→ Cosa serve: Puoi riportare alla lettera il passo del testo sull'Anno Santo, qui sotto, compreso tra "E in terzo luogo, vogliamo" e "effimero e inefficace.", estremi inclusi?

→ Brano fornito:

----

20 Giugno 1973
Parliamo ancora dell'Anno Santo, che, nella passata festa della Pentecoste, ha inaugurato nelle Chiese locali i suoi primi passi.
E ne riparleremo ancora perché intorno a questa formula « Anno Santo », come abbiamo già detto, noi vorremmo vedere non solo il compimento, ma lo svolgimento d'un momento storico nella vita spirituale della Chiesa, non solo un avvenimento, ma un movimento religioso.
Questa concezione ci sembra, in primo luogo, conforme all'intenzione motrice di questa celebrazione:
rinnovatrice, abbiamo detto, riconciliatrice; intesa cioè ad imprimere una novità permanente e generale nella coscienza religiosa e morale del nostro tempo, dentro e fuori, se possibile, della Chiesa cattolica;
in secondo luogo, questa visione dell'Anno Santo, a noi sembra, intende rispecchiare nella realtà del pensiero e del costume il grande disegno del Concilio, e impedire che i suoi salutari insegnamenti passino agli archivi come voci del passato, e non piuttosto abbiano ad operare magistralmente nella vita vissuta della presente e della futura generazione; dev'essere scuola che diventa vita.
E in terzo luogo, vogliamo dare importanza ed estensione a questa straordinaria espressione religiosa, che chiamiamo Anno Santo, perché le circostanze storiche e sociali del nostro tempo sono talmente gravi e soverchianti rispetto alla nostra fede e alla sua conseguente logica esistenziale, che un'esigenza di serietà, di incisività, di forza ci sembra dover sostenere fin dal principio il « movimento », ripetiamo, dell'Anno Santo: o questo si afferma come uno sforzo generale, serio e concorde, e perciò realmente rinnovatore, ovvero subito si spegne e si esaurisce come uno sterile conato, buono e meritorio forse, ma praticamente effimero e inefficace.
Sorgono a questo punto alcune osservazioni preventive, che è bene tenere fin d'ora presenti.
Ecco: potrà sorgere in alcuni il dubbio, il timore anzi, che il movimento dell'Anno Santo si opponga a tanti altri movimenti spirituali e pastorali, i quali hanno già i loro programmi collaudati dalla pacifica e lunga esperienza, o già approvati dall'autorità della Chiesa, ovvero riconosciuti come legittime e libere espressioni della vitalità del Popolo di Dio.
No, rispondiamo; l'Anno Santo non intende sospendere, soffocare e travolgere la varietà e la ricchezza delle manifestazioni autentiche già in atto nel mondo ecclesiale.
L'Anno Santo vorrebbe piuttosto infondervi nuova energia, e tutt'al più, se possibile, collegarle in qualche modo al suo proprio generale programma, che domanda, in questo caso; piuttosto l'accettazione d'un'ispirazione nuova e profonda, che non una determinata e concreta adesione a particolari tassative inquadrature.

----

→ Voci archiviate del dataset:

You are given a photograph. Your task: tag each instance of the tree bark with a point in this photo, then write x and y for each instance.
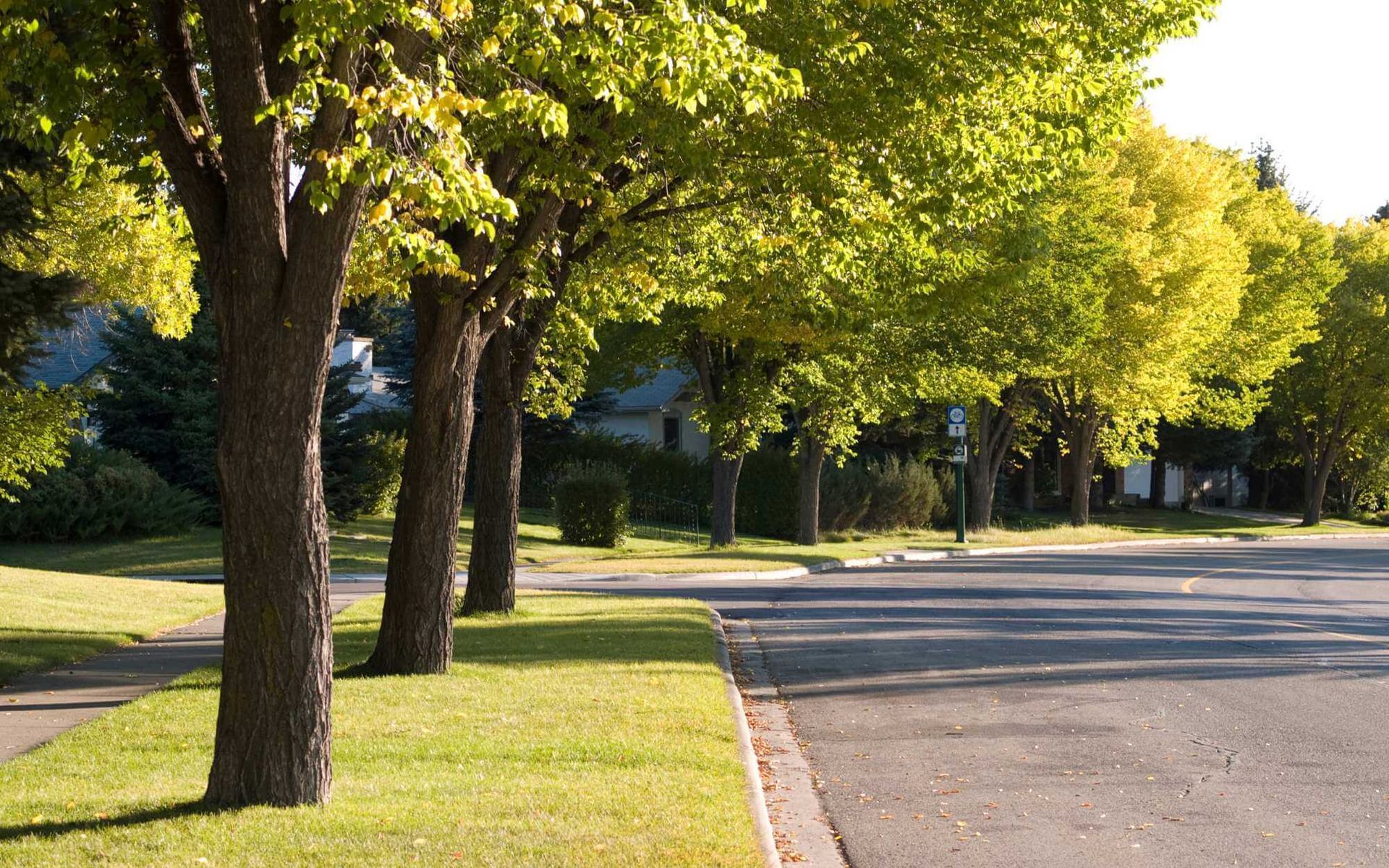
(1317, 492)
(724, 502)
(1158, 481)
(1191, 492)
(812, 463)
(417, 621)
(273, 727)
(1082, 471)
(995, 430)
(498, 481)
(1029, 484)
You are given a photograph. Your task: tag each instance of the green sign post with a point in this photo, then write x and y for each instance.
(956, 427)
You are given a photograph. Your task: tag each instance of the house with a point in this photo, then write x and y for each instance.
(72, 356)
(658, 412)
(1226, 488)
(75, 356)
(370, 381)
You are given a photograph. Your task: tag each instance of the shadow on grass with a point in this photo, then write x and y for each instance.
(522, 641)
(132, 818)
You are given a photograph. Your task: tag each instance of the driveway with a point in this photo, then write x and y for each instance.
(1177, 706)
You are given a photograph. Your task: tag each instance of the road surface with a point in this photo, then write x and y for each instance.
(1170, 706)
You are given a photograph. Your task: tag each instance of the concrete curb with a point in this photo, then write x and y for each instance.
(940, 555)
(792, 791)
(752, 778)
(891, 557)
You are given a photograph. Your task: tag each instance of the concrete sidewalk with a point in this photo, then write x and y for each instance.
(41, 706)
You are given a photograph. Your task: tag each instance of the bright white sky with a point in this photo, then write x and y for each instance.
(1307, 75)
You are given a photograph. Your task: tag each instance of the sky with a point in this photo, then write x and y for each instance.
(1307, 75)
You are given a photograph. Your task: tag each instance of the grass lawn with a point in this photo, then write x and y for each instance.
(1025, 529)
(360, 546)
(53, 618)
(581, 731)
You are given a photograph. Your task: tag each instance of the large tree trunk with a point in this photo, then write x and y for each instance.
(995, 430)
(273, 724)
(417, 621)
(1029, 484)
(812, 463)
(724, 502)
(1082, 472)
(1158, 482)
(498, 482)
(1316, 472)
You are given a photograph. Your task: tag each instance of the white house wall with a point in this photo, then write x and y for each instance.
(1138, 480)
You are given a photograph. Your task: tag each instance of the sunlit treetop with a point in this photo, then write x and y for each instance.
(410, 99)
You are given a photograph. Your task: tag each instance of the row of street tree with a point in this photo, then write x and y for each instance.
(836, 210)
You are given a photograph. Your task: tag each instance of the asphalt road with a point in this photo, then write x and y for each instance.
(1191, 706)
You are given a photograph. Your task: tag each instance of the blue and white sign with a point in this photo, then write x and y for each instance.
(955, 420)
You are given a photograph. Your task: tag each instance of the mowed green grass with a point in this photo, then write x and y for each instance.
(360, 546)
(581, 731)
(54, 618)
(1024, 529)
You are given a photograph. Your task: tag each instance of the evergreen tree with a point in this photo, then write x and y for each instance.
(161, 407)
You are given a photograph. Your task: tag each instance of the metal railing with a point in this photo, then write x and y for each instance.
(666, 519)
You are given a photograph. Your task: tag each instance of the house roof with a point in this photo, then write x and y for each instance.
(652, 395)
(69, 354)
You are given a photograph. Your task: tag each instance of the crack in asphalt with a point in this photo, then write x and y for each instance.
(1227, 753)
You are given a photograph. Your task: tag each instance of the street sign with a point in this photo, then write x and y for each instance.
(955, 420)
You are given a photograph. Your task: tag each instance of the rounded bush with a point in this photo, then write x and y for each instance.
(101, 493)
(590, 504)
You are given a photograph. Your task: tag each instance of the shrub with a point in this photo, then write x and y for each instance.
(101, 493)
(362, 471)
(767, 498)
(647, 467)
(845, 493)
(590, 504)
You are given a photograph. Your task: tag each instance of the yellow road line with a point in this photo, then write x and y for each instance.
(1189, 584)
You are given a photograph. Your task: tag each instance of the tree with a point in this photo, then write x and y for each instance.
(226, 103)
(160, 404)
(645, 95)
(1165, 295)
(57, 249)
(1337, 391)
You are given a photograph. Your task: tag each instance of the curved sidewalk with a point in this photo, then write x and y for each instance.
(39, 706)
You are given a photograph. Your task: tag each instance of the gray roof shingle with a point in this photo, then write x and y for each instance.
(71, 353)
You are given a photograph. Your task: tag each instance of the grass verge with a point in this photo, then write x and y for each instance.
(54, 618)
(360, 546)
(581, 731)
(1023, 529)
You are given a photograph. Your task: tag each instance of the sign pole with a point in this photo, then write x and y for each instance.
(956, 428)
(960, 501)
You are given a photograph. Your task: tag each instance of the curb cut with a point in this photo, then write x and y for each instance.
(752, 778)
(791, 788)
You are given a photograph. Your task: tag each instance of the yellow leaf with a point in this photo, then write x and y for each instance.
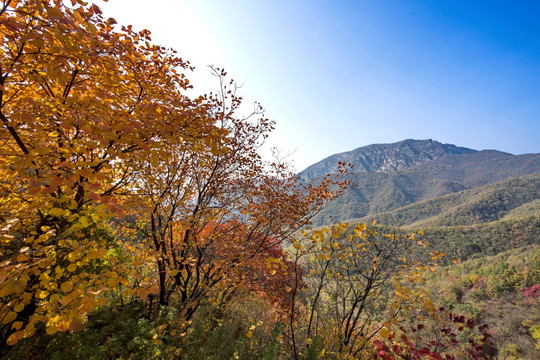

----

→ Risposta scritta:
E in terzo luogo, vogliamo dare importanza ed estensione a questa straordinaria espressione religiosa, che chiamiamo Anno Santo, perché le circostanze storiche e sociali del nostro tempo sono talmente gravi e soverchianti rispetto alla nostra fede e alla sua conseguente logica esistenziale, che un'esigenza di serietà, di incisività, di forza ci sembra dover sostenere fin dal principio il « movimento », ripetiamo, dell'Anno Santo: o questo si afferma come uno sforzo generale, serio e concorde, e perciò realmente rinnovatore, ovvero subito si spegne e si esaurisce come uno sterile conato, buono e meritorio forse, ma praticamente effimero e inefficace.